_WHAT THIS TASK INVOLVES_
In the records below, find the lines that include the string "hair" and report how many there are, nothing else.

Image point grounding data
★ ★ ★ ★ ★
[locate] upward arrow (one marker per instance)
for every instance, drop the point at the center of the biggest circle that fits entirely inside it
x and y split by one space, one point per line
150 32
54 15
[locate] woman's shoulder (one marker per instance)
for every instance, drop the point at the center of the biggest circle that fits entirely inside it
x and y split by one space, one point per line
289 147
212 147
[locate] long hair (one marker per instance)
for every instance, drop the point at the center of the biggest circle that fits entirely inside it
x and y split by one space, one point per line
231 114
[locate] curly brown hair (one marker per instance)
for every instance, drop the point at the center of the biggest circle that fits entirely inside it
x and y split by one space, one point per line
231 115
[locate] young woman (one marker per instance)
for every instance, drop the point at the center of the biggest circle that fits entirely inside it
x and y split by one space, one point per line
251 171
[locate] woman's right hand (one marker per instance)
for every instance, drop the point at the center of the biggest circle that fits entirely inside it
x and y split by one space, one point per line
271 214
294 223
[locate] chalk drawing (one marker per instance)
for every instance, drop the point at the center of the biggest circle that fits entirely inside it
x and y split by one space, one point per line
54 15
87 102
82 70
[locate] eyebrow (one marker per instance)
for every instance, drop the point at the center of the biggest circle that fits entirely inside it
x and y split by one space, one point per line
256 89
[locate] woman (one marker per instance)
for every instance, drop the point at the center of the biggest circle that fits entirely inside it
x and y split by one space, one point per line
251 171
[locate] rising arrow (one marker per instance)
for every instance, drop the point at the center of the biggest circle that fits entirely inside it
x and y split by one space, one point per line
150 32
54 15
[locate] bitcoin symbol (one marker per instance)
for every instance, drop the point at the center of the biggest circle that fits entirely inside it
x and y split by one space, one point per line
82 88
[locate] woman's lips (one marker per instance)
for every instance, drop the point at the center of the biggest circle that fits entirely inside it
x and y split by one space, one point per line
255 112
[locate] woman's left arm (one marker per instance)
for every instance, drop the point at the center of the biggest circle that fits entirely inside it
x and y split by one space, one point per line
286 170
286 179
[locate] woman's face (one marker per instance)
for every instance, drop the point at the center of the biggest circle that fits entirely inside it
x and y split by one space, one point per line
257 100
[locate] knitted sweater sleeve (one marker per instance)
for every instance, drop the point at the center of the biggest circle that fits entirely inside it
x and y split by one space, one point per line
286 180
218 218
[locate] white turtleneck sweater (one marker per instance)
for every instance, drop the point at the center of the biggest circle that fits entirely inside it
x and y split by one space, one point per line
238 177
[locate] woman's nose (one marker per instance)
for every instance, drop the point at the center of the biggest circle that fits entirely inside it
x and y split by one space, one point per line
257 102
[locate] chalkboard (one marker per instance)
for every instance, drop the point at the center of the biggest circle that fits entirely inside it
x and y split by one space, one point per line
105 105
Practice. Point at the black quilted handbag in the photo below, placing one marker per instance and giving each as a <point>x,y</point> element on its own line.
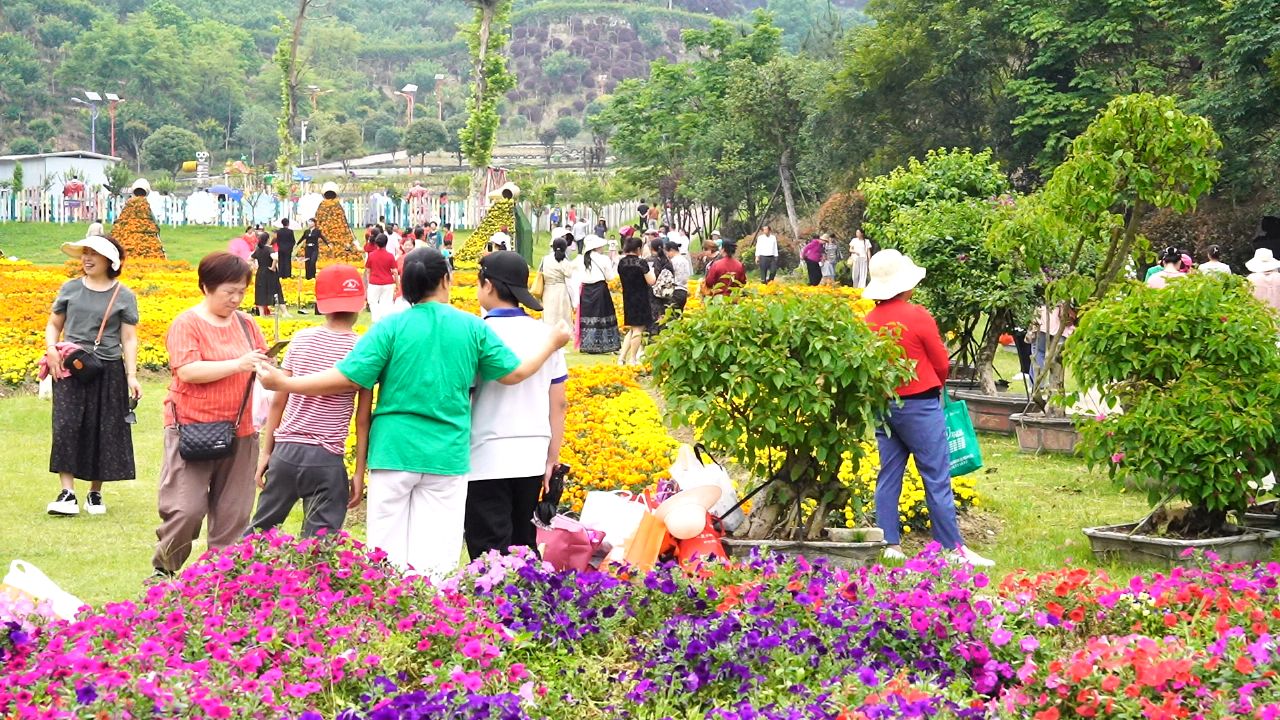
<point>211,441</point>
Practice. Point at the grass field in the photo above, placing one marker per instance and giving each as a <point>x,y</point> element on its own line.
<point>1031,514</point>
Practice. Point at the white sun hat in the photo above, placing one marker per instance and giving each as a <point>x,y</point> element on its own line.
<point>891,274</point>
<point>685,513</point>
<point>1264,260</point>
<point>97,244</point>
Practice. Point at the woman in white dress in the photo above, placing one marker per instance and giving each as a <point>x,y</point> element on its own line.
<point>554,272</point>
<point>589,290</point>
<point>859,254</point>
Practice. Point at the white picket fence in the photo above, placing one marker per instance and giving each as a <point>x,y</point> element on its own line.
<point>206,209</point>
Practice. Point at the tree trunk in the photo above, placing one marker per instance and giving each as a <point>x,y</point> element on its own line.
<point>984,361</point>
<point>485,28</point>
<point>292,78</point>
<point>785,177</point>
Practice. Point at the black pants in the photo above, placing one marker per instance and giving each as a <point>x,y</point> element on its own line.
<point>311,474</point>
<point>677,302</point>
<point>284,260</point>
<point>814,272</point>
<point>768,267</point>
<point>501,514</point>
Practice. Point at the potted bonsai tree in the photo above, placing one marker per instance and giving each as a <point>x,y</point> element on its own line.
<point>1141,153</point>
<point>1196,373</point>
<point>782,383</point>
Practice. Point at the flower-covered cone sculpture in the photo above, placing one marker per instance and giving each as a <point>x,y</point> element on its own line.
★ ★ ★ ★ ★
_SOLUTION_
2